## YOUR INSTRUCTIONS
Scan the lines below for the string "bloom" and copy every one that has it.

(Point localization data)
####################
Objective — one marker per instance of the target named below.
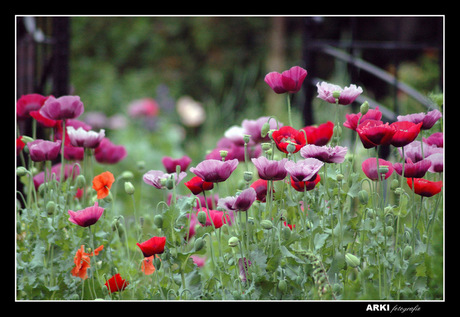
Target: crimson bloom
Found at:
(170, 163)
(42, 150)
(270, 169)
(369, 167)
(425, 187)
(288, 135)
(198, 185)
(86, 217)
(116, 283)
(289, 81)
(374, 133)
(321, 134)
(307, 185)
(155, 245)
(406, 132)
(65, 107)
(215, 171)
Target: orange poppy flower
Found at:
(82, 262)
(102, 184)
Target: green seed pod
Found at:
(266, 224)
(352, 260)
(158, 221)
(199, 244)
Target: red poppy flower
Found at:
(288, 135)
(406, 132)
(102, 184)
(425, 187)
(321, 134)
(374, 133)
(155, 245)
(308, 185)
(197, 185)
(116, 283)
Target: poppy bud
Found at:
(129, 188)
(201, 216)
(364, 108)
(352, 260)
(265, 129)
(199, 244)
(233, 242)
(158, 221)
(363, 197)
(266, 224)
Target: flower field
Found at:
(274, 211)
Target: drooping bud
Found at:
(352, 260)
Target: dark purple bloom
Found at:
(215, 171)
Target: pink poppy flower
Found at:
(303, 170)
(347, 94)
(42, 150)
(215, 171)
(326, 154)
(65, 107)
(86, 217)
(288, 81)
(369, 167)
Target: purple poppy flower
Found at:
(42, 150)
(86, 217)
(288, 81)
(347, 94)
(326, 154)
(241, 202)
(270, 169)
(170, 164)
(304, 170)
(411, 169)
(215, 171)
(154, 178)
(65, 107)
(428, 119)
(87, 139)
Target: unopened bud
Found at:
(352, 260)
(233, 242)
(129, 188)
(364, 108)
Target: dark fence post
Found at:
(61, 37)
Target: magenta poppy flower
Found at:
####################
## OUTPUT BELOW
Target: crimson bloom
Target: dark purple bloom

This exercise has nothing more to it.